** START OF RECORDS PROVIDED **

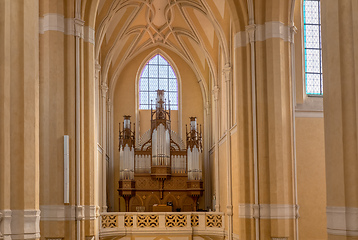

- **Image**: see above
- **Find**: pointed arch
[138,54,178,110]
[135,48,182,139]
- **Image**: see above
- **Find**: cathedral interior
[0,0,358,240]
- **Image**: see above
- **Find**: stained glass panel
[303,0,323,95]
[139,55,178,110]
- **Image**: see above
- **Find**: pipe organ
[118,90,204,212]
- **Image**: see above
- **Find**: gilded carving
[206,214,222,227]
[102,215,118,228]
[165,214,186,227]
[137,215,159,227]
[124,215,133,227]
[191,214,199,227]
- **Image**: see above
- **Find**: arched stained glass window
[303,0,323,95]
[139,54,178,110]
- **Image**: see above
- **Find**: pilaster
[321,0,358,239]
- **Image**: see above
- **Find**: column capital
[74,18,85,38]
[245,24,256,43]
[101,82,108,98]
[95,60,101,72]
[212,86,220,101]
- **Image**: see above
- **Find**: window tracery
[303,0,323,95]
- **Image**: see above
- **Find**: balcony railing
[100,212,225,238]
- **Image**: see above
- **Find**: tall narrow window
[303,0,323,95]
[139,54,178,110]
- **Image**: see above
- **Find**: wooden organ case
[118,90,204,212]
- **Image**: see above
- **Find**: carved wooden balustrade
[100,212,225,239]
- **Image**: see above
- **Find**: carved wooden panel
[165,214,187,227]
[205,214,222,227]
[137,215,159,227]
[191,214,199,227]
[102,215,118,228]
[124,215,133,227]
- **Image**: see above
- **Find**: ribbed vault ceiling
[96,0,236,90]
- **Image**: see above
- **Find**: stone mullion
[0,1,11,237]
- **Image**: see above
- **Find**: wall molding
[0,209,40,239]
[326,207,358,237]
[239,203,299,219]
[295,109,323,118]
[235,21,293,48]
[40,205,99,221]
[39,13,95,45]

** END OF RECORDS PROVIDED **

Write all the lines of the records above as a JSON list of strings, one string per line. Leave out blank lines and the picture.

*CORRECT RESPONSE*
[
  "- **Image**: see above",
  "- **Find**: pointed arch",
  "[138,54,178,110]",
  "[135,48,182,139]",
  "- **Image**: see above",
  "- **Find**: cathedral interior",
  "[0,0,358,240]",
  "- **Image**: see above",
  "- **Find**: stained glass panel",
  "[303,0,323,95]",
  "[139,55,178,110]",
  "- **Image**: see above",
  "- **Find**: pipe organ",
  "[118,90,204,212]",
  "- **Image**: see above",
  "- **Find**: gilded carving",
  "[206,214,222,227]",
  "[102,215,118,228]",
  "[165,214,186,227]",
  "[137,215,159,227]",
  "[124,215,133,227]",
  "[191,214,199,227]",
  "- **Image**: see above",
  "- **Find**: arched stained glass window",
  "[303,0,323,95]",
  "[139,54,178,110]",
  "- **Image**: see above",
  "- **Find**: pilaster",
  "[321,0,358,239]",
  "- **Image**: see above",
  "- **Find**: column capital",
  "[74,18,85,38]",
  "[245,24,256,43]",
  "[101,82,108,98]",
  "[95,60,101,72]",
  "[212,86,220,101]",
  "- **Image**: see above",
  "- **Find**: window tracery",
  "[303,0,323,95]",
  "- **Image**: see above",
  "- **Find**: balcony railing",
  "[100,212,225,238]",
  "- **Image**: see above",
  "- **Find**: tall narrow window",
  "[303,0,323,95]",
  "[139,54,178,110]",
  "- **Image**: see above",
  "- **Find**: wooden organ case",
  "[118,90,204,212]",
  "- **Image**: see above",
  "- **Find**: carved wooden balustrade",
  "[100,212,225,239]",
  "- **Image**: see above",
  "- **Find**: carved wooden panel",
  "[165,214,187,227]",
  "[205,214,222,227]",
  "[137,215,159,227]",
  "[191,214,199,227]",
  "[102,215,118,228]",
  "[124,215,133,227]",
  "- **Image**: see above",
  "- **Find**: ribbed vault ceiling",
  "[96,0,236,90]",
  "- **Image**: see above",
  "- **Find**: stone mullion",
  "[0,1,11,237]",
  "- **Image**: see above",
  "- **Find**: wall molding",
  "[0,209,40,239]",
  "[326,207,358,237]",
  "[239,203,299,219]",
  "[295,109,323,118]",
  "[235,21,293,48]",
  "[40,205,99,221]",
  "[39,13,95,45]"
]